AIM A: Duplicate the stretch of the House v. NCAA excerpt from "Last updated" through "played since 2016.".

House v. NCAA

Last updated
House v. NCAA
US DC NorCal.svg
Court United States District Court for the Northern District of California
Full case nameGrant House and Sedona Prince v. National Collegiate Athletic Association, Pac-12 Conference, The Big Ten Conference, Inc., The Big Twelve Conference, Inc., Southeastern Conference and Atlantic Coast Conference
Court membership
Judge sitting Claudia Ann Wilken

Grant House and Sedona Prince v. National Collegiate Athletic Association, et al. is a settled class action lawsuit brought against the National Collegiate Athletic Association (NCAA) and five collegiate athletic conferences in which the NCAA agreed to allow its member institutions to distribute funds to Division I athletes who have played since 2016.

RECORD SET:
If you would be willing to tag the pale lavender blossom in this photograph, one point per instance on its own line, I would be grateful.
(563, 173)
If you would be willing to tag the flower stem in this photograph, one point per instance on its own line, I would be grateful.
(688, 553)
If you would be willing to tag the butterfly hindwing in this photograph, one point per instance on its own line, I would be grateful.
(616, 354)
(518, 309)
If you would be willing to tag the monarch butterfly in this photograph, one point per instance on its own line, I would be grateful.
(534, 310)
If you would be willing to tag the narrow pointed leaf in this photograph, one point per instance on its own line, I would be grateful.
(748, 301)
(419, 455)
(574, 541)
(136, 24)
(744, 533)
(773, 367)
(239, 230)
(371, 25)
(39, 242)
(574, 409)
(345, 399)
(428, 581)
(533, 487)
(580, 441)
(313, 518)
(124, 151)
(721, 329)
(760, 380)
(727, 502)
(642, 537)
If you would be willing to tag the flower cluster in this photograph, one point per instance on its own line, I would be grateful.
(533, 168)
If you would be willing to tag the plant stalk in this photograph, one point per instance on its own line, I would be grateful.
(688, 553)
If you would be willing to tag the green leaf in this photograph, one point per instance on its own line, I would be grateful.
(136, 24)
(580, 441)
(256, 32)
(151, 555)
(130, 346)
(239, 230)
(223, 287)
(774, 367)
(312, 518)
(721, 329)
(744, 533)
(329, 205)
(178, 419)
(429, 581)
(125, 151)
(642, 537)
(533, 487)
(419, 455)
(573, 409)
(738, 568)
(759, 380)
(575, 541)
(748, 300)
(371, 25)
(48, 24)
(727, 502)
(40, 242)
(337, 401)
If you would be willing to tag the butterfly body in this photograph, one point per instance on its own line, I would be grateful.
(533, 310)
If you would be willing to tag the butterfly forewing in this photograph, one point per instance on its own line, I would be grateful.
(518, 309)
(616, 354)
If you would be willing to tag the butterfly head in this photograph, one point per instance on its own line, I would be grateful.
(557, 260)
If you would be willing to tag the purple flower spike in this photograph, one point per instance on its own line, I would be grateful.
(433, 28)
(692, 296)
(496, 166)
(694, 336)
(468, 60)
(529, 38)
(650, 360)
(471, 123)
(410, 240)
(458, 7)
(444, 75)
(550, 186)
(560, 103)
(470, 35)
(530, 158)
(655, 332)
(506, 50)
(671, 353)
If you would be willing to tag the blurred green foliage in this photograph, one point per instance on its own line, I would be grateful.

AIM B: Show each line in the records that contains the word "butterfly".

WORKED ANSWER A:
Last updated
House v. NCAA
US DC NorCal.svg
Court United States District Court for the Northern District of California
Full case nameGrant House and Sedona Prince v. National Collegiate Athletic Association, Pac-12 Conference, The Big Ten Conference, Inc., The Big Twelve Conference, Inc., Southeastern Conference and Atlantic Coast Conference
Court membership
Judge sitting Claudia Ann Wilken

Grant House and Sedona Prince v. National Collegiate Athletic Association, et al. is a settled class action lawsuit brought against the National Collegiate Athletic Association (NCAA) and five collegiate athletic conferences in which the NCAA agreed to allow its member institutions to distribute funds to Division I athletes who have played since 2016.

WORKED ANSWER B:
If you would be willing to tag the butterfly hindwing in this photograph, one point per instance on its own line, I would be grateful.
If you would be willing to tag the monarch butterfly in this photograph, one point per instance on its own line, I would be grateful.
If you would be willing to tag the butterfly body in this photograph, one point per instance on its own line, I would be grateful.
If you would be willing to tag the butterfly forewing in this photograph, one point per instance on its own line, I would be grateful.
If you would be willing to tag the butterfly head in this photograph, one point per instance on its own line, I would be grateful.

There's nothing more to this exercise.